*TASK LIST*:
1. Pull out every line of the records that contains the string "cloud".
2. Keep writing the passage on the NDA's performance in Kerala's Assembly constituencies, picking up after its last sentence.

The NDA performed better in 103 of Kerala's 140 Assembly constituencies, though it recorded a decline in 37 seats, when compared to 2021. Several constituencies witnessed sharp double-digit swings in favour of the alliance. While their state-wide vote share remained largely stagnant, its influence spread into regions where it had previously struggled to establish a presence.
The figures show that the trajectory is consistent even if the pace is slow.
D Dhanuraj, chairman of the Kochi-based Centre for Public Policy Research (CPPR), said the BJP could have performed even better had it not entered into an alliance with Twenty20.
"In constituencies like Thripunithura, the BJP might have secured at least 20,000 more votes than it eventually did. On the other hand, in places like Kunnathunad, Twenty20 may have had the upper hand had it not joined hands with the BJP. Many Twenty20 supporters drifted away after the party aligned with the NDA," he said.

*RECORDS TO USE*:
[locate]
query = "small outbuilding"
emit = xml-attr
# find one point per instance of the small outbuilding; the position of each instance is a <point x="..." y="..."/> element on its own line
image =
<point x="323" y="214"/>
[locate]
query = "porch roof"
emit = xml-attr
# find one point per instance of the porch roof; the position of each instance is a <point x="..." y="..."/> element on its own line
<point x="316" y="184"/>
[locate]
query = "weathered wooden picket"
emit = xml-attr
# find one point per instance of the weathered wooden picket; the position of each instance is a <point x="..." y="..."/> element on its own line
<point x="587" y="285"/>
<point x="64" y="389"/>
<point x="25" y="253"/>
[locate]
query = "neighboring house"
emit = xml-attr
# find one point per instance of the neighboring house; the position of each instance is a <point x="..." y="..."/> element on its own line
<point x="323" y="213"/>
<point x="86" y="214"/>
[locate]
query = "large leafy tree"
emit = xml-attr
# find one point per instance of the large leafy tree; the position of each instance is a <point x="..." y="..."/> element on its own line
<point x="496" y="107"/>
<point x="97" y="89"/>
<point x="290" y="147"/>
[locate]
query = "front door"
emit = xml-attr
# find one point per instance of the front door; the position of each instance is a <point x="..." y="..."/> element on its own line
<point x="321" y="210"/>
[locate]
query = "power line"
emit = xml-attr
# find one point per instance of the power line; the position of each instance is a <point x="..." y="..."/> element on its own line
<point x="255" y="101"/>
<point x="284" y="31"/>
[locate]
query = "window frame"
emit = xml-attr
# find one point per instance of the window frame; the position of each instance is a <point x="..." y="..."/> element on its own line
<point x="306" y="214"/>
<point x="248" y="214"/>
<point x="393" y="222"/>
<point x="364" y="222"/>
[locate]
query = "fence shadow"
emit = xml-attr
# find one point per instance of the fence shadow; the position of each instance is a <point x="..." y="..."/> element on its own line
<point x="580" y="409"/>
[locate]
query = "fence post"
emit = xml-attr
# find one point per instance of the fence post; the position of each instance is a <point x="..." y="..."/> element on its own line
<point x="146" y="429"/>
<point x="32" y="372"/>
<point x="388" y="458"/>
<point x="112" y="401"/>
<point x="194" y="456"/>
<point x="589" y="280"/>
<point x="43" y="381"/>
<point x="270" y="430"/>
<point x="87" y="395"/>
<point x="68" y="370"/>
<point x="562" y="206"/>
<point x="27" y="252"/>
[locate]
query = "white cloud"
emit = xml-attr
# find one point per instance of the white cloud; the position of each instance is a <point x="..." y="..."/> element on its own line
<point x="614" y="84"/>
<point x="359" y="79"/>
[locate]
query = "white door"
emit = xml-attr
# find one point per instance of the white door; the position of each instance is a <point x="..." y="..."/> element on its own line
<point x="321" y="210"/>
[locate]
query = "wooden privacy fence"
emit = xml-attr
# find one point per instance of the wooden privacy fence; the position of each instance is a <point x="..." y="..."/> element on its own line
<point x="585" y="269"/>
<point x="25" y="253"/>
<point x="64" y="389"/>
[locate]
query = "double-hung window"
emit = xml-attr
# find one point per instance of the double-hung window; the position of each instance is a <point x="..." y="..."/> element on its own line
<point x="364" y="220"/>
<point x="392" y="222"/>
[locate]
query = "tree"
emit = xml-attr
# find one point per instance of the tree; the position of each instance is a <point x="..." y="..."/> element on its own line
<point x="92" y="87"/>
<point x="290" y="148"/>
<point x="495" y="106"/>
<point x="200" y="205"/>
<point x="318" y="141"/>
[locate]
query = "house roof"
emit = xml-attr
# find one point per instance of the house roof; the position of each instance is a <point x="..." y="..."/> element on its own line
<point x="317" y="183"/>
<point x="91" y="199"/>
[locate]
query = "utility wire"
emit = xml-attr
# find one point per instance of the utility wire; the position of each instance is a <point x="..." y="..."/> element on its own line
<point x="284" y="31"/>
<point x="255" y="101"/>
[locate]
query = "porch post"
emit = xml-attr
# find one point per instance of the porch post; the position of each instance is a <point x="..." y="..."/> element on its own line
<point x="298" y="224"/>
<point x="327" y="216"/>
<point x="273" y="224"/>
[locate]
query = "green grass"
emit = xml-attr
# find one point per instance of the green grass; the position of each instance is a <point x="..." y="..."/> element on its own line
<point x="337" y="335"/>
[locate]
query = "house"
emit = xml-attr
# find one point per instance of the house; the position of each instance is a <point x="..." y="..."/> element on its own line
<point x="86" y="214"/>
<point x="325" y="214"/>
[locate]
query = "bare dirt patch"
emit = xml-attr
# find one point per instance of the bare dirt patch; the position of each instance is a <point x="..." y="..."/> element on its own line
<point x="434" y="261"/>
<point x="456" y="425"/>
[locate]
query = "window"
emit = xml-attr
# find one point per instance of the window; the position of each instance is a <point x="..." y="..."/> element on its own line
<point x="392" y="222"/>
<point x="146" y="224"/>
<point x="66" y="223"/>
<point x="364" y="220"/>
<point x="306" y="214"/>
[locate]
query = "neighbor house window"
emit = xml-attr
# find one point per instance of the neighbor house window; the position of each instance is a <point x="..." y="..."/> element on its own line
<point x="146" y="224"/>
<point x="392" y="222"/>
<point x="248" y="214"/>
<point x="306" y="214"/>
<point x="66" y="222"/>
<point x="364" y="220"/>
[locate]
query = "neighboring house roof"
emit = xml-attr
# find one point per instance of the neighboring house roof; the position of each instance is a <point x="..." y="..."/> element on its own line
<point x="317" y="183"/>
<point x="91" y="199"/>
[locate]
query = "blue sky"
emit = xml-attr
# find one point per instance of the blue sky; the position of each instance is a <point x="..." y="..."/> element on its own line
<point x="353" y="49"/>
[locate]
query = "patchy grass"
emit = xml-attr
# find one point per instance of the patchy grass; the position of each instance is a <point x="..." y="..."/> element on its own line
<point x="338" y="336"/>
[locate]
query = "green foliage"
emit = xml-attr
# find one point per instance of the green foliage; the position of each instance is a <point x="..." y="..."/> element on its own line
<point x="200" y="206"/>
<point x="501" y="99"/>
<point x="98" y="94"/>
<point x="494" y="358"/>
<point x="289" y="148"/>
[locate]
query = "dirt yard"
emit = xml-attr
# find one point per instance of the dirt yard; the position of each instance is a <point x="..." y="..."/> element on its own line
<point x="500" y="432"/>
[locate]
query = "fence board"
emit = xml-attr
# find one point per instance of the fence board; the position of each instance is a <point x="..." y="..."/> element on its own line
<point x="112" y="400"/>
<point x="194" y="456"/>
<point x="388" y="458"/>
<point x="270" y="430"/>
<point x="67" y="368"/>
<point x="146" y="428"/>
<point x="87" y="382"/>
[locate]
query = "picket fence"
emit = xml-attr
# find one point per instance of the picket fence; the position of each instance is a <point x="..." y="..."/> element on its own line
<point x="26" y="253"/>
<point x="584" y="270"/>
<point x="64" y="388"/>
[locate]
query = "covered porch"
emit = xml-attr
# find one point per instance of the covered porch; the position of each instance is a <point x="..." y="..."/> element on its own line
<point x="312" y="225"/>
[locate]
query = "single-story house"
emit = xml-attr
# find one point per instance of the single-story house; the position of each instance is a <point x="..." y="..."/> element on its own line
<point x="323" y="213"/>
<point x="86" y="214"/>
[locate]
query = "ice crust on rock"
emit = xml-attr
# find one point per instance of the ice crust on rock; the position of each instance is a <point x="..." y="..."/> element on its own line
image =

*RESPONSES FOR EACH TASK*:
1.
query = "white cloud"
# find one point per instance of the white cloud; the position of each instance is a <point x="..." y="..."/> element on its own line

2.
The most dramatic rise was in Poonjar, where the NDA's vote tally surged from just 2,965 votes in 2021 to 36,172 in 2026, a gain of 33,207 votes. Kunnathunad witnessed a similar leap, with the party's vote count rising from around 7,000 to 40,221, an increase of 33,003 votes.
In Pala, the alliance added 24,435 votes, climbing from 10,869 to 35,305, while Guruvayur saw a remarkable increase of 22,653 votes, with the party's tally jumping from 6,295 to 28,947. Thalassery, where the NDA did not field a candidate in 2021, delivered 22,754 votes to the party this time.
Thiruvalla recorded a gain of 20,404 votes, taking their tally from 22,674 to 43,078, while Karunagappally saw an increase of 20,090 votes, from 12,031 to 32,121. Ottappalam registered a gain of 17,420 votes, with the BJP's tally rising from 25,056 to 42,476.
Varkala added 16,186 votes, increasing from 11,214 to 27,400, while Sulthan Bathery almost doubled its NDA vote base, rising from 15,462 votes in 2021 to 31,308 in 2026, a gain of 15,846 votes. Chelakkara too recorded a substantial increase of 13,241 votes, from 24,045 to 37,286.
The NDA also added more than 12,000 votes each in Nedumangad and Kundara, while Nattika and Kaipamangalam recorded increases of over 11,000 votes compared to the previous election.
According to Dhanuraj, the BJP has been relatively successful in consolidating support among the Ezhava community.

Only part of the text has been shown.